● **WORK TO COMPLETE**
Which engineering disciplines does the research question in the curricular design patterns abstract name?

● **PAGE TEXT**
2024 ASEE Annual Conference & Exposition

This research paper explores how common curricular design patterns can be extracted from plan of study data in a systematic fashion. Analyzing curricula has become more and more data-driven, as is exemplified by the adoption of Curricular Analytics – a method of quantitatively determining the “complexity” of a plan of study (PoS). The technique represents the pre- and corequisite relationships in a curriculum as a network, which not only allows for degree requirements to be visualized but also analyzed using network analysis techniques. One of the additional advantages of representing curricula as networks is the ability to decompose them into smaller subnetworks representing curricular design patterns, such as the Calculus sequence and the core Mechanics sequence (i.e., Statics, Dynamics, and Strength of Materials). However, considering the steep data requirements and standardization across course names, there is little work exploring how these curricular design patterns manifest in engineering program across the United States.

We posed the following research question: “What are common curricular design patterns in programs across the United States for mechanical, electrical, civil, industrial, and chemical engineering?” We leveraged existing data collected as part of an ongoing project connected to the Multiple Institution Database for Engineering Longitudinal Development (MIDFIELD), a data sharing agreement between 21 US institutions. Unlike previous efforts with Curricular Analytics, these data spans 13 universities across 5 disciplines and for the past 10 years – comprising 494 PoS networks, one of the largest and most diverse samples to date.

We performed data mining using Python, facilitated by established APIs and libraries such as NetworkX and pandas. Network analysis, employing the NetworkX library, allowed us to create dependency graphs for courses and identify recurring patterns. However, due to the dataset’s vast scope, courses exhibited a multitude of names that varied across institutions and years. Thus, we categorized course chains based on subject matter and common sets of courses. Manual generalization across a large dataset was infeasible, so we turned to OpenAI’s large language model (LLM) API, focusing on the GPT-4 model. We used the API to categorize classes based on their subject matter – manually verified to offset issues with hallucinations.
From mining the data, we were able to obtain results in the form of common chains with the counts and instances where they appear in networks across the POS dataset. There were 12 types of course sequences with counts higher than 50 across plans of study. These sequences provide the basis for exploring common curricular design patterns (e.g., Calculus, Mechanics) and were observed across multiple subjects like Mathematics, Physics and General Engineering.

There are multiple avenues to explore in the future using the PoS dataset. For example, the common sequences themselves have applications in curriculum planning. But the scope of the study can be changed to analyze changes in course sequencing over the years for a particular discipline, or across an institution. We will provide examples of these different design patterns in the paper.

● **DATASET EXCERPTS**

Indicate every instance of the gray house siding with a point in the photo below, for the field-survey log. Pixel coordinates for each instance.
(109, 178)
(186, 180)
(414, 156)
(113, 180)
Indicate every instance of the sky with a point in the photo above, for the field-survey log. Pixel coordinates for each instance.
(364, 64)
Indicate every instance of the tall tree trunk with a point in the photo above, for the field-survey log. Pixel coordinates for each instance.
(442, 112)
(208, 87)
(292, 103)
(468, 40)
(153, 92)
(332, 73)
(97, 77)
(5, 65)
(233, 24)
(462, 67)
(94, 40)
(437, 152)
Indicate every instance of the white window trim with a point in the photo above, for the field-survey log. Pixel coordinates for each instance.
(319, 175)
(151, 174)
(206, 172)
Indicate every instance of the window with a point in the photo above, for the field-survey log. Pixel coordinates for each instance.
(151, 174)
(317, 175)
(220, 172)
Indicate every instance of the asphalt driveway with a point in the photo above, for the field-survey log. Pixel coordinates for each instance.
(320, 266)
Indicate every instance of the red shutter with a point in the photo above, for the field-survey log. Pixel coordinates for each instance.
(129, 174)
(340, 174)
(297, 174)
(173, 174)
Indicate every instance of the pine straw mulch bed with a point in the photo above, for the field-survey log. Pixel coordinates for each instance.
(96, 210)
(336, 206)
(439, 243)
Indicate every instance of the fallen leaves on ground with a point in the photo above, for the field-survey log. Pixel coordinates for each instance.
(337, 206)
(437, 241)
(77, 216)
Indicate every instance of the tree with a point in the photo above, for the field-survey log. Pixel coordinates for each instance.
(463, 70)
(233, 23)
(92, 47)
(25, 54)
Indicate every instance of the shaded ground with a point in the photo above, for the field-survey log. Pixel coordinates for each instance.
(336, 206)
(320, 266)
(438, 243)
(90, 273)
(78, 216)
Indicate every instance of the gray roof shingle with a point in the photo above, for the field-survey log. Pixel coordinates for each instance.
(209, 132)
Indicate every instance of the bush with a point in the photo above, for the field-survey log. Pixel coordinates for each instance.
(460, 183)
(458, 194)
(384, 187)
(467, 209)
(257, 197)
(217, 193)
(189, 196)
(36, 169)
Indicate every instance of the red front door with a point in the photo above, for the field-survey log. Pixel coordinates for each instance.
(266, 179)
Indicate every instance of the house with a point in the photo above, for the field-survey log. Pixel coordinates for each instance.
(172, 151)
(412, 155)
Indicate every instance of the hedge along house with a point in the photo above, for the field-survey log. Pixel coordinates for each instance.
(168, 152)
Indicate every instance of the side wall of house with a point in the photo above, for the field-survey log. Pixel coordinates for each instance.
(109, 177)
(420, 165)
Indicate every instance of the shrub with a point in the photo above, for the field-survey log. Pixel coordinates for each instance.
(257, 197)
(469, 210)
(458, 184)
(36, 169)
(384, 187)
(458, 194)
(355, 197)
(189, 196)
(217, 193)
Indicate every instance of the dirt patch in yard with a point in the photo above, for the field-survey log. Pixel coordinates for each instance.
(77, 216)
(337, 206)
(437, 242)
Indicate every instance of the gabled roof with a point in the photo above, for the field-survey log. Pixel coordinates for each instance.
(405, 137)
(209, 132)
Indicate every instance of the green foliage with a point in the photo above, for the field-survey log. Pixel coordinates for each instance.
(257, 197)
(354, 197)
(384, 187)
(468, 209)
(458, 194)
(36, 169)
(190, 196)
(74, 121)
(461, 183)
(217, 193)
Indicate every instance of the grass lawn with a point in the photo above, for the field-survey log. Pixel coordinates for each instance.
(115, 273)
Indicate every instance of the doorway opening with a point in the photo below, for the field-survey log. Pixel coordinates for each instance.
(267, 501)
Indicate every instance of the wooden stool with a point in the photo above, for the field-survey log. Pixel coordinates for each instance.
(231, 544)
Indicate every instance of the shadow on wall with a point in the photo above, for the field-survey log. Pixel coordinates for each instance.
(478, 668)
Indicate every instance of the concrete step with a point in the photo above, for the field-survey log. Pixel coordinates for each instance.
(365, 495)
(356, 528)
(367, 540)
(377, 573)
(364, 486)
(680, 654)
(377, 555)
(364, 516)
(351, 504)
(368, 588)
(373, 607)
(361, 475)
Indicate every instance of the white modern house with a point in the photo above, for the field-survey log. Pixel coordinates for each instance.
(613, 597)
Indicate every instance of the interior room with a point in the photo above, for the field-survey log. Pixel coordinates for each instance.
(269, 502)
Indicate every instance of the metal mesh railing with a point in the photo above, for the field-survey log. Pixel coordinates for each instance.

● **EXERCISE ANSWER**
Mechanical, electrical, civil, industrial, and chemical engineering.